• [GOAL] Write out every line of the entries below as a JSON list of strings, one string per line, omitting blank lines.

• [RECORD LIST]
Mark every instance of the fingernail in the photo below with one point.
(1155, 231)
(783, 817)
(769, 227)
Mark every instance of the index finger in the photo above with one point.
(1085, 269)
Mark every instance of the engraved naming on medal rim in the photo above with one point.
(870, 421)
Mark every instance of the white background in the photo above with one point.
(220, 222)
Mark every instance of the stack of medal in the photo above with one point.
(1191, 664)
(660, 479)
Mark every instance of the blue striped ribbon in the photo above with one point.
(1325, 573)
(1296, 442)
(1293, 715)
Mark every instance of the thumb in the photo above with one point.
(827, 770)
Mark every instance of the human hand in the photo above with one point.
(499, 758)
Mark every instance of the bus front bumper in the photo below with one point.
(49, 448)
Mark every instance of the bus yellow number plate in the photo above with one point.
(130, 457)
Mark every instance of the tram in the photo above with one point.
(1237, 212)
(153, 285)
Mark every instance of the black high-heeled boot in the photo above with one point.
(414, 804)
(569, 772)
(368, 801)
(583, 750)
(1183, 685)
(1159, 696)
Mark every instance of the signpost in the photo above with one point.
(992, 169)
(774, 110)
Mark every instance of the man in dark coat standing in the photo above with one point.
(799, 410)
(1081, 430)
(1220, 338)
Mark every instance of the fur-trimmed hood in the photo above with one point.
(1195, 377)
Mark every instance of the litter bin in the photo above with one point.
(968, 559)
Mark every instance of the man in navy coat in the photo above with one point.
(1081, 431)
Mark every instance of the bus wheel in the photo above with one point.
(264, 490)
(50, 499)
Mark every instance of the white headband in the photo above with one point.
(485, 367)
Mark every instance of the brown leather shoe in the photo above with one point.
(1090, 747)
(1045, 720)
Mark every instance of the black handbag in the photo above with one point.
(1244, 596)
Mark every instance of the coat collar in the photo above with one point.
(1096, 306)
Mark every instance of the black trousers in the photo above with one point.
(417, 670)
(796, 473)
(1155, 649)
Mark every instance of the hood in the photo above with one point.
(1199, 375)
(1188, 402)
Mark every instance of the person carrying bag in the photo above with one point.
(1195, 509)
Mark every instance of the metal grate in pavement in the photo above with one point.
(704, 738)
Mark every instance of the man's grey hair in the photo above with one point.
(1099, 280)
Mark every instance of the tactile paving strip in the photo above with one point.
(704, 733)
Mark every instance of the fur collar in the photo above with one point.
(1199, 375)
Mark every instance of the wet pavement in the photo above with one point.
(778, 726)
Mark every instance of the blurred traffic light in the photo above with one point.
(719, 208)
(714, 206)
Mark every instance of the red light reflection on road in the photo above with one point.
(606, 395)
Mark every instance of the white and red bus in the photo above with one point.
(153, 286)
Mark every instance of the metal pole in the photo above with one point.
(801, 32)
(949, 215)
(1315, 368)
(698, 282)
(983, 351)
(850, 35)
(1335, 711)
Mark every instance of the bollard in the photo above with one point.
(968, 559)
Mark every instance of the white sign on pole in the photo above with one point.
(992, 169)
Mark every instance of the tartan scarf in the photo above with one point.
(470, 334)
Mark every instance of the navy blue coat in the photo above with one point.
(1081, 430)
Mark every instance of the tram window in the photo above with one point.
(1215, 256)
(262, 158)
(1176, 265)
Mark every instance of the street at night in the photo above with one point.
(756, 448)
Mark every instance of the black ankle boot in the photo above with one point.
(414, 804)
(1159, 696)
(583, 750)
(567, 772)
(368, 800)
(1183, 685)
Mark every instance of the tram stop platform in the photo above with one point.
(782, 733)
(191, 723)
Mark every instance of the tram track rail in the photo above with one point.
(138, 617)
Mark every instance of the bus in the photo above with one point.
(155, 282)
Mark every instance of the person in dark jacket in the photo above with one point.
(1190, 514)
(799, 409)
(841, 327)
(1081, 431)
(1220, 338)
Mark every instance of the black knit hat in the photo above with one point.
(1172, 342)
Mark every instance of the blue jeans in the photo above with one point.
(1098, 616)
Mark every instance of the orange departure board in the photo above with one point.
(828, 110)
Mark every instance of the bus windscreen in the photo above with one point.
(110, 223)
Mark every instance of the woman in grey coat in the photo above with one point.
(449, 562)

• [EXERCISE RESULT]
[
  "Mark every instance of the fingernail in the photo below with one point.",
  "(1155, 231)",
  "(783, 817)",
  "(769, 227)",
  "Mark every instance of the index finger in the photo above with one point.",
  "(1085, 269)",
  "Mark every instance of the engraved naming on medal rim in the photo above with one point.",
  "(870, 421)",
  "Mark every instance of the white background in the photo above with one point.",
  "(220, 222)",
  "Mark every instance of the stack of medal in the photo above with one point.",
  "(1191, 664)",
  "(660, 479)",
  "Mark every instance of the blue striped ribbon in the photo above with one point.",
  "(1325, 573)",
  "(1296, 442)",
  "(1293, 715)",
  "Mark every instance of the thumb in the photo above with one point.",
  "(827, 770)",
  "Mark every instance of the human hand in the photo above with one point.",
  "(499, 758)",
  "Mark every instance of the bus front bumper in the photo below with one point.",
  "(49, 448)",
  "Mark every instance of the bus yellow number plate in the photo above with one point.",
  "(130, 457)",
  "Mark every instance of the tram in the photo above with one point.",
  "(1237, 212)",
  "(153, 285)",
  "Mark every instance of the black high-heeled boot in the photo above with one point.",
  "(414, 804)",
  "(569, 772)",
  "(368, 801)",
  "(583, 750)",
  "(1183, 685)",
  "(1159, 696)",
  "Mark every instance of the signpost in the photo above with one point.",
  "(992, 169)",
  "(774, 110)",
  "Mark every instance of the man in dark coat standing in the photo above with one point.",
  "(799, 410)",
  "(1081, 430)",
  "(1220, 338)",
  "Mark every instance of the fur-trimmed hood in the photo above with one point.",
  "(1195, 377)",
  "Mark every instance of the litter bin in the photo above with one point.",
  "(968, 559)",
  "Mark every instance of the man in navy coat in the photo above with one point.",
  "(1081, 431)",
  "Mark every instance of the bus wheel in the photo above with one point.",
  "(264, 490)",
  "(50, 499)",
  "Mark every instance of the white headband in the photo above with one point.",
  "(485, 367)",
  "Mark every instance of the brown leather shoe in the photo above with one point.",
  "(1090, 747)",
  "(1045, 720)",
  "Mark every instance of the black handbag in the photo above with one point.",
  "(1244, 596)",
  "Mark every instance of the coat collar in the photo above with one point.",
  "(1096, 306)",
  "Mark every instance of the black trousers in the photo above with one point.",
  "(417, 670)",
  "(796, 473)",
  "(1155, 649)",
  "Mark every instance of the hood in the photo above with one point.",
  "(1199, 375)",
  "(1188, 402)",
  "Mark every instance of the person carrying bag in the photo above with one point.",
  "(1195, 509)",
  "Mark every instance of the metal grate in pavement in the photo above with one point.",
  "(704, 738)",
  "Mark every instance of the man's grey hair in the photo above with one point.",
  "(1099, 280)",
  "Mark every instance of the tactile paving strip in the photo above with one point.",
  "(704, 733)",
  "Mark every instance of the fur collar in the photo above with one point.",
  "(1199, 375)",
  "Mark every instance of the wet pavement in the photo above with one point.",
  "(778, 726)",
  "Mark every instance of the blurred traffic light in the photo above with one point.",
  "(719, 208)",
  "(714, 206)",
  "Mark every instance of the red light reflection on road in the photo above with one point.",
  "(606, 395)",
  "Mark every instance of the white and red bus in the photo above with one point.",
  "(153, 286)",
  "Mark every instance of the metal pole in the photo above with one point.",
  "(801, 32)",
  "(949, 215)",
  "(1315, 368)",
  "(698, 282)",
  "(983, 351)",
  "(850, 35)",
  "(1335, 711)",
  "Mark every instance of the bollard in the photo above with one point.",
  "(968, 559)",
  "Mark every instance of the white sign on pole in the photo above with one point.",
  "(992, 169)",
  "Mark every instance of the tartan scarf in the photo above with one point.",
  "(470, 334)",
  "Mark every instance of the navy blue coat in the photo above with one point.",
  "(1081, 430)",
  "Mark every instance of the tram window in the photo above with one point.",
  "(1215, 256)",
  "(262, 158)",
  "(1176, 265)",
  "Mark every instance of the street at night in the photo above with one point.",
  "(756, 448)",
  "Mark every instance of the black ankle boot in the photo above with one point.",
  "(414, 804)",
  "(1159, 696)",
  "(583, 750)",
  "(567, 772)",
  "(368, 800)",
  "(1183, 685)",
  "Mark every instance of the tram stop platform in the photo above with one point.",
  "(782, 733)",
  "(191, 723)",
  "Mark every instance of the tram track rail in the photo above with one point.",
  "(138, 617)",
  "Mark every instance of the bus in the photo above with one point.",
  "(155, 282)",
  "Mark every instance of the person in dark jacket in the photo above with one point.",
  "(1190, 514)",
  "(799, 409)",
  "(841, 327)",
  "(1081, 431)",
  "(1220, 338)",
  "Mark every instance of the black knit hat in the photo above with one point.",
  "(1172, 342)",
  "Mark every instance of the blue jeans in the photo above with one point.",
  "(1098, 616)",
  "Mark every instance of the orange departure board in the photo above with one point.",
  "(828, 110)",
  "Mark every instance of the bus windscreen in the photo above with one point.",
  "(110, 223)",
  "Mark every instance of the woman in grey coat in the photo above with one point.",
  "(449, 562)"
]